- [Required action]
All entries are to be copied verbatim, while the pictures stay out.
Raw data below:
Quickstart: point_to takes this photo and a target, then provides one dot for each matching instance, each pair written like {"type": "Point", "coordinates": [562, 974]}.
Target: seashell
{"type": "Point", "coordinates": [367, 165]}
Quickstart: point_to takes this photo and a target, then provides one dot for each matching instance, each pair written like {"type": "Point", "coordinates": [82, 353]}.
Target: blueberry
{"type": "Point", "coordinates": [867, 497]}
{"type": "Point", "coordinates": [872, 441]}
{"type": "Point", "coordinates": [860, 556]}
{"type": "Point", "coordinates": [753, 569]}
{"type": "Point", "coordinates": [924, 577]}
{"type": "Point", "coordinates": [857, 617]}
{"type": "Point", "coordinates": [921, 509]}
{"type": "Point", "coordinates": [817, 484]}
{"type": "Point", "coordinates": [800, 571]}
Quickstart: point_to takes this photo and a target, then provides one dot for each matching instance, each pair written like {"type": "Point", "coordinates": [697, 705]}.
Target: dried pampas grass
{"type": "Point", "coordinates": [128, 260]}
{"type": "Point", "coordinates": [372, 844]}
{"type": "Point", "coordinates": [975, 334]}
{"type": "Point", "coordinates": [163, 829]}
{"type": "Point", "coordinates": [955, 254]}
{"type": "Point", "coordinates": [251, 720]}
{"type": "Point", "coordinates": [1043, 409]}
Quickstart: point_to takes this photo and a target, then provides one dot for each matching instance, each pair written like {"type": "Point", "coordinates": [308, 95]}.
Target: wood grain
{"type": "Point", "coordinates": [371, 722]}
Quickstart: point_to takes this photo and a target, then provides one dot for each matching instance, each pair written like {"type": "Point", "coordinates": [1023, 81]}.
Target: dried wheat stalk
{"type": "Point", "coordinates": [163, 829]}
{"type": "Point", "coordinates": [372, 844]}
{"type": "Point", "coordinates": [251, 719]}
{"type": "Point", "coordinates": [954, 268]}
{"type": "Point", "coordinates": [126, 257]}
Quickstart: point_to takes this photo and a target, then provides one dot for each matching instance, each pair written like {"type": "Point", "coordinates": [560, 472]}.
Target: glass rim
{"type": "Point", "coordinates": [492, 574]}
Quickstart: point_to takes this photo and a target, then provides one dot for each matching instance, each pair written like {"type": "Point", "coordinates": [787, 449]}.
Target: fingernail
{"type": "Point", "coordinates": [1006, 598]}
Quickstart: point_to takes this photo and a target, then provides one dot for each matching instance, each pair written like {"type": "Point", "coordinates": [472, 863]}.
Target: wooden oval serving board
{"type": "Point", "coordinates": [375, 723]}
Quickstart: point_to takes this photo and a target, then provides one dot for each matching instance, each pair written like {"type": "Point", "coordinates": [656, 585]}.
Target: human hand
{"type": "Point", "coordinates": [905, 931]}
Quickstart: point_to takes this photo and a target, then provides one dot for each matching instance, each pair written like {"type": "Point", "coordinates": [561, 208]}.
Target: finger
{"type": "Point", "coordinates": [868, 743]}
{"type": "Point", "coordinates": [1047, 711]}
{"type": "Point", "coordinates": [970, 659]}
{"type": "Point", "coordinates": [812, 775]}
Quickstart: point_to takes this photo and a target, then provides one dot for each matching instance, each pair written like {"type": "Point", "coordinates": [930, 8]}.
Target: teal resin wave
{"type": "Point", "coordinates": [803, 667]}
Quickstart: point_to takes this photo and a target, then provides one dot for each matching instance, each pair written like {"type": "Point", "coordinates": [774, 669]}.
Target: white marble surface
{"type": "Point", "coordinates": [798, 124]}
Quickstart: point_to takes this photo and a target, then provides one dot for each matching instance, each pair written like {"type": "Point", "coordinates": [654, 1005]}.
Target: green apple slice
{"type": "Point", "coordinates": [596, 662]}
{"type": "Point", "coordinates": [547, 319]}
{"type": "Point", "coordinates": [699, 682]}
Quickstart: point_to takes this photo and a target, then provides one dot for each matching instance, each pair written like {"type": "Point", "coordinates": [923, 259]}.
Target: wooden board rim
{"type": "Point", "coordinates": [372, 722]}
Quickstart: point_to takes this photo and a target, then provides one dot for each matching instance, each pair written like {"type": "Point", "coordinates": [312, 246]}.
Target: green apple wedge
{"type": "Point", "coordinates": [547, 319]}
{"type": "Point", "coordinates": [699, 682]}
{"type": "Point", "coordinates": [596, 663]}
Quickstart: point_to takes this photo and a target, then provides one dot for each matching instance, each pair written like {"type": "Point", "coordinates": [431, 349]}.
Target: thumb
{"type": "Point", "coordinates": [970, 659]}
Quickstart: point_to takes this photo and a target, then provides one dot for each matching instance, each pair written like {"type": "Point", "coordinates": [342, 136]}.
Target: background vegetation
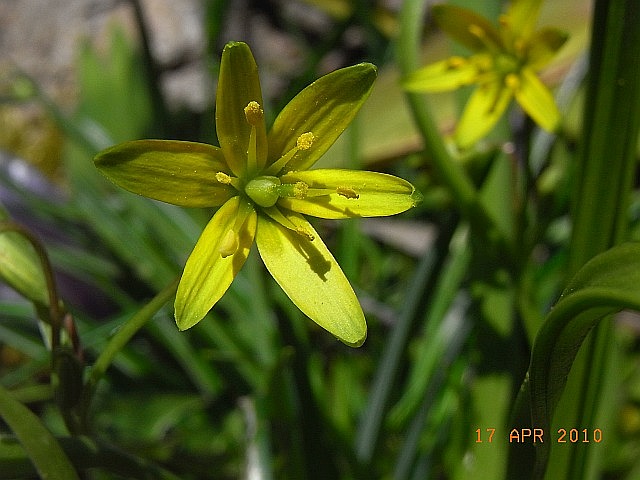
End of Raw data.
- [Answer for this exercise]
Quickstart: point_to takes this photo and a target, then provides one dot for each matching instance, each pair written like {"type": "Point", "coordinates": [562, 974]}.
Target: seashell
{"type": "Point", "coordinates": [367, 165]}
Quickstart: point_to takes this photo and a target, then provides one dot for each matching instance, each pair written like {"type": "Point", "coordinates": [82, 353]}.
Target: blueberry
{"type": "Point", "coordinates": [867, 497]}
{"type": "Point", "coordinates": [872, 441]}
{"type": "Point", "coordinates": [860, 556]}
{"type": "Point", "coordinates": [753, 569]}
{"type": "Point", "coordinates": [924, 577]}
{"type": "Point", "coordinates": [857, 617]}
{"type": "Point", "coordinates": [921, 509]}
{"type": "Point", "coordinates": [817, 484]}
{"type": "Point", "coordinates": [800, 571]}
Quickstart: point_to takes this photo and a target, then provides one dot for each matching instance, each pair written like {"type": "Point", "coordinates": [697, 705]}.
Target: dried pampas grass
{"type": "Point", "coordinates": [128, 260]}
{"type": "Point", "coordinates": [372, 844]}
{"type": "Point", "coordinates": [975, 334]}
{"type": "Point", "coordinates": [163, 829]}
{"type": "Point", "coordinates": [955, 254]}
{"type": "Point", "coordinates": [251, 720]}
{"type": "Point", "coordinates": [1043, 409]}
Quickstart: point_to takes this photo and a target, then provides one dot for each matching instance, each pair written like {"type": "Point", "coordinates": [308, 95]}.
Target: wood grain
{"type": "Point", "coordinates": [371, 722]}
Quickstart: point_to takes this photo and a target, then provides one dot for each matching instance, each pair written like {"type": "Point", "coordinates": [1023, 81]}.
Target: dried wheat stalk
{"type": "Point", "coordinates": [163, 829]}
{"type": "Point", "coordinates": [372, 844]}
{"type": "Point", "coordinates": [251, 719]}
{"type": "Point", "coordinates": [954, 268]}
{"type": "Point", "coordinates": [126, 257]}
Quickstart: point_to takes this photo and a target, then provides one dot for each matching instance, each pair written like {"type": "Point", "coordinates": [560, 472]}.
Target: glass rim
{"type": "Point", "coordinates": [492, 574]}
Quickstart: point_to takes this photo and a target, then provides one dot for each matching instance, each pair written like {"type": "Point", "coordinates": [787, 449]}.
Target: fingernail
{"type": "Point", "coordinates": [1006, 598]}
Quickstart: point_to takes this photo and a target, then provides one dot for each matching instance, each pair written like {"type": "Point", "coordinates": [472, 863]}.
Target: wooden oval serving board
{"type": "Point", "coordinates": [375, 723]}
Quickstart: point_to takes this photo and a target, then provides one dot for each matching instance, each pair written like {"type": "Point", "coordinates": [656, 585]}.
Target: human hand
{"type": "Point", "coordinates": [905, 931]}
Quickstart: point_to takes this photo and a target, then provides one dot for each matching instance, each pair written like {"type": "Point", "coordinates": [561, 208]}.
Target: finger
{"type": "Point", "coordinates": [868, 743]}
{"type": "Point", "coordinates": [1047, 711]}
{"type": "Point", "coordinates": [970, 659]}
{"type": "Point", "coordinates": [812, 775]}
Quickstart: point_to takes this photo and a target, then provides one dot for each matching instance, each pair written like {"type": "Point", "coordinates": [930, 8]}.
Target: teal resin wave
{"type": "Point", "coordinates": [803, 667]}
Quickstart: point_to takes this photo and a target, then provides one dot for each matching instance, each pair written like {"type": "Point", "coordinates": [774, 669]}.
Target: white marble surface
{"type": "Point", "coordinates": [798, 124]}
Quickstart: point_to takes this photo and a target, then provides one dot for each matching instance, each pair written like {"type": "Point", "coordinates": [654, 1005]}.
Target: green apple slice
{"type": "Point", "coordinates": [596, 662]}
{"type": "Point", "coordinates": [547, 319]}
{"type": "Point", "coordinates": [699, 682]}
Quickstart: point_to takes this photo and a target, then provides one dot for each matching instance, each pair written like {"type": "Point", "coordinates": [923, 259]}.
Target: wooden board rim
{"type": "Point", "coordinates": [372, 722]}
Quickstart: point_to takes this photo and a target, then provides one dot for each matching instance, each pair written like {"type": "Point", "coordinates": [312, 246]}.
Target: green apple wedge
{"type": "Point", "coordinates": [547, 319]}
{"type": "Point", "coordinates": [699, 682]}
{"type": "Point", "coordinates": [596, 663]}
Quickstart: point_to takes this photo and a target, then provides one dot for each matching instance, each pair written like {"type": "Point", "coordinates": [431, 349]}.
Target: thumb
{"type": "Point", "coordinates": [970, 659]}
Quickstart: point_to takes this photo and a target, then provides one dot for each matching instance, each pair written like {"type": "Point", "coordinates": [342, 136]}.
Target: background vegetation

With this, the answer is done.